*** Opening of SOURCE INFORMATION ***
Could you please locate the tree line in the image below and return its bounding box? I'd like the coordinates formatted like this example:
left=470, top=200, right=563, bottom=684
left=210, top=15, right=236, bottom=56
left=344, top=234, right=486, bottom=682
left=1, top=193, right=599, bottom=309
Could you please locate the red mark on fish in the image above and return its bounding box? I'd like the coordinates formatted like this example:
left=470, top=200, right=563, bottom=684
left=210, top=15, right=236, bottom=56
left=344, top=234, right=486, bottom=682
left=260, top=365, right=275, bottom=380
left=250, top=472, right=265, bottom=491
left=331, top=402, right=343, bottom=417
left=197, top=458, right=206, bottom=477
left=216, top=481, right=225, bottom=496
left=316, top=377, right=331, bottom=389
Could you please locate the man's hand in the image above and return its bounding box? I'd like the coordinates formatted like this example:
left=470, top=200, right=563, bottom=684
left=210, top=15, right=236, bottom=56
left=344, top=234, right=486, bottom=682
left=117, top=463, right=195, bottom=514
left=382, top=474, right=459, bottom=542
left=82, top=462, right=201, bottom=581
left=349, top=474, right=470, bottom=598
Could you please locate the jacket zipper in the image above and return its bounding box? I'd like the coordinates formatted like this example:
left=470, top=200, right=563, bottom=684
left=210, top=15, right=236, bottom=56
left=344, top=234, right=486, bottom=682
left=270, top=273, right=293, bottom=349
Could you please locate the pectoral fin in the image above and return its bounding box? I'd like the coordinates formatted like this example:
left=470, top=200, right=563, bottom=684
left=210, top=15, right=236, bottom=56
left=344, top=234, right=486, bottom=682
*** Close of SOURCE INFORMATION ***
*EXERCISE DETAILS:* Would you set down all of the entries again, word for word?

*ANSWER BOX:*
Could you please locate the tree line in the image below and return its bounding box? I'd like the coordinates formatted like this example:
left=470, top=200, right=563, bottom=684
left=210, top=15, right=236, bottom=56
left=344, top=234, right=486, bottom=682
left=1, top=193, right=599, bottom=309
Could you please locate the red mark on fish in the image above and return its bounding box? I'd like the coordinates formatted like this example:
left=470, top=200, right=563, bottom=684
left=210, top=15, right=236, bottom=56
left=344, top=234, right=486, bottom=682
left=260, top=365, right=275, bottom=380
left=250, top=472, right=265, bottom=491
left=331, top=402, right=343, bottom=417
left=197, top=458, right=206, bottom=477
left=216, top=481, right=225, bottom=496
left=316, top=377, right=331, bottom=389
Could you please locate the man's hand in the image above and return its bounding box? I'd like the coordinates formatted like this example:
left=470, top=200, right=563, bottom=684
left=210, top=15, right=236, bottom=56
left=344, top=234, right=486, bottom=682
left=117, top=463, right=195, bottom=514
left=382, top=474, right=459, bottom=542
left=82, top=462, right=201, bottom=581
left=349, top=474, right=470, bottom=598
Could you please locate the jacket zipper in the image above and return its bounding box? I'd like the coordinates formatted like this example:
left=470, top=200, right=563, bottom=684
left=210, top=15, right=236, bottom=56
left=344, top=234, right=486, bottom=682
left=270, top=273, right=293, bottom=349
Could you please locate the pectoral fin in the image above and return its bounding box? I'd like the coordinates formatted like this example:
left=470, top=200, right=563, bottom=684
left=210, top=15, right=236, bottom=56
left=344, top=234, right=486, bottom=682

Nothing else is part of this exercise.